__What you are asked to do__:
Count the lines in the rows below that contain the word "cloud", and give only the number.

>> START Input rows

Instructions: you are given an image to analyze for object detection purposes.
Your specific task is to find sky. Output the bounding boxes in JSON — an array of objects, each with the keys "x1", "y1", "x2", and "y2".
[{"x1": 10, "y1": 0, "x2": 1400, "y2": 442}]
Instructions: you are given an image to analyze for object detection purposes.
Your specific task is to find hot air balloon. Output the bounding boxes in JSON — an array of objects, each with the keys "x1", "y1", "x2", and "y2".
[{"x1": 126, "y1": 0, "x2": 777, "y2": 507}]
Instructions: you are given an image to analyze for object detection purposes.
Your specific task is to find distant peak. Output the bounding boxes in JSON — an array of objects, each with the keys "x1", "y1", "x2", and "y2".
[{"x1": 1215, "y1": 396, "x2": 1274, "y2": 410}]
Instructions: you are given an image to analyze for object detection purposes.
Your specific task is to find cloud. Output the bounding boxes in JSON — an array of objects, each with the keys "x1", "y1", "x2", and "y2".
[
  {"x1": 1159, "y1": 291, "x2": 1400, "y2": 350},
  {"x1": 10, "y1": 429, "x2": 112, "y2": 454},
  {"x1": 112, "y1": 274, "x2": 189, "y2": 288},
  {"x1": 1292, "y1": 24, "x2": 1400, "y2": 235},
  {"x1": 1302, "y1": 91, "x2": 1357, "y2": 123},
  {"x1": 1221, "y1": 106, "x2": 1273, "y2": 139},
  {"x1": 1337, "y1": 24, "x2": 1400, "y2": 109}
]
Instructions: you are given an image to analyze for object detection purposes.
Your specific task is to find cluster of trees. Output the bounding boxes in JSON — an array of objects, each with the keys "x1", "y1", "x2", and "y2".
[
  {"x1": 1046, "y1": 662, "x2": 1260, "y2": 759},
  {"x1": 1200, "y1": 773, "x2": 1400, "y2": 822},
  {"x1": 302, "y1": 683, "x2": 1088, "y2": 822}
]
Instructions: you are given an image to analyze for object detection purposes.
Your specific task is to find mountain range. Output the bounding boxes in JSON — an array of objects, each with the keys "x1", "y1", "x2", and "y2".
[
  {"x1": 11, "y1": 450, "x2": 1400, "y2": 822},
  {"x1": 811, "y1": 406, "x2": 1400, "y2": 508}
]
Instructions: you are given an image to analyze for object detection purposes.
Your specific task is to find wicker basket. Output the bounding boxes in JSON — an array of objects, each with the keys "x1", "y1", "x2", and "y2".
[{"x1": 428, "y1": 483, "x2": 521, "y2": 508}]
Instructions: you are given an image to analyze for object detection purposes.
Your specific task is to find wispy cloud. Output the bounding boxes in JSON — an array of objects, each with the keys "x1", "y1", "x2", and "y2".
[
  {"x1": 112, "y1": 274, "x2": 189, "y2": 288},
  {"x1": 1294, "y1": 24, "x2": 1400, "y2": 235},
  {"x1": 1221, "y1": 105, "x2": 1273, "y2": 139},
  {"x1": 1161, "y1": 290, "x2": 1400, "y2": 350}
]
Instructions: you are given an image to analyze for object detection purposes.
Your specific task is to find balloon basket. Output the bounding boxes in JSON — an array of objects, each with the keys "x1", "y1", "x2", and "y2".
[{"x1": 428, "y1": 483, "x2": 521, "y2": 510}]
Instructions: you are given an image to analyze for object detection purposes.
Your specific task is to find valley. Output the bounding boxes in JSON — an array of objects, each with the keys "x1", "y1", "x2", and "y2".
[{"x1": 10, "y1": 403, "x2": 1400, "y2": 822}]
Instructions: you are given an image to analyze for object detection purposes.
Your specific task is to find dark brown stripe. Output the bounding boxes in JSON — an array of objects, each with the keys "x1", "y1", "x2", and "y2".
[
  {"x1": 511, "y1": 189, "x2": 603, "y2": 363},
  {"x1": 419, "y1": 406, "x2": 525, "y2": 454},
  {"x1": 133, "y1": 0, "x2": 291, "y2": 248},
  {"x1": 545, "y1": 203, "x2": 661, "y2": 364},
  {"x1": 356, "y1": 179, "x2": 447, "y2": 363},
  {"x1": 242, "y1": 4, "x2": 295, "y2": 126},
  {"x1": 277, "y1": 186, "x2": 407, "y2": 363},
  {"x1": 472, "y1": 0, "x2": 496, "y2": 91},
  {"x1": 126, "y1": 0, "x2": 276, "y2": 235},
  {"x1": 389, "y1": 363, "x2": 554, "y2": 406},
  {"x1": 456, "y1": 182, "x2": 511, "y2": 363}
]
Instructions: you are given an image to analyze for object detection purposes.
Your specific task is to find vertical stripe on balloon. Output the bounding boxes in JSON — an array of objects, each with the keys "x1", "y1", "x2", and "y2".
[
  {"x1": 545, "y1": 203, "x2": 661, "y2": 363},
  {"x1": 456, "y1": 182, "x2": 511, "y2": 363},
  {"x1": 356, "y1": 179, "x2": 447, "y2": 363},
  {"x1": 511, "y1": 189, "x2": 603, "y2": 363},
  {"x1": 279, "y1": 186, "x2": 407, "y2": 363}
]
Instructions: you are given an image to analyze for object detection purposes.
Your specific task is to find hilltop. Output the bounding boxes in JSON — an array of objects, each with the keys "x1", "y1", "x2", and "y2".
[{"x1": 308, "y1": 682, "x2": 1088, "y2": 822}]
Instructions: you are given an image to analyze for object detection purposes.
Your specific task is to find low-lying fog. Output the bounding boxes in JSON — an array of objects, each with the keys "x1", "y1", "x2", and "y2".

>> END Input rows

__Problem solution__:
2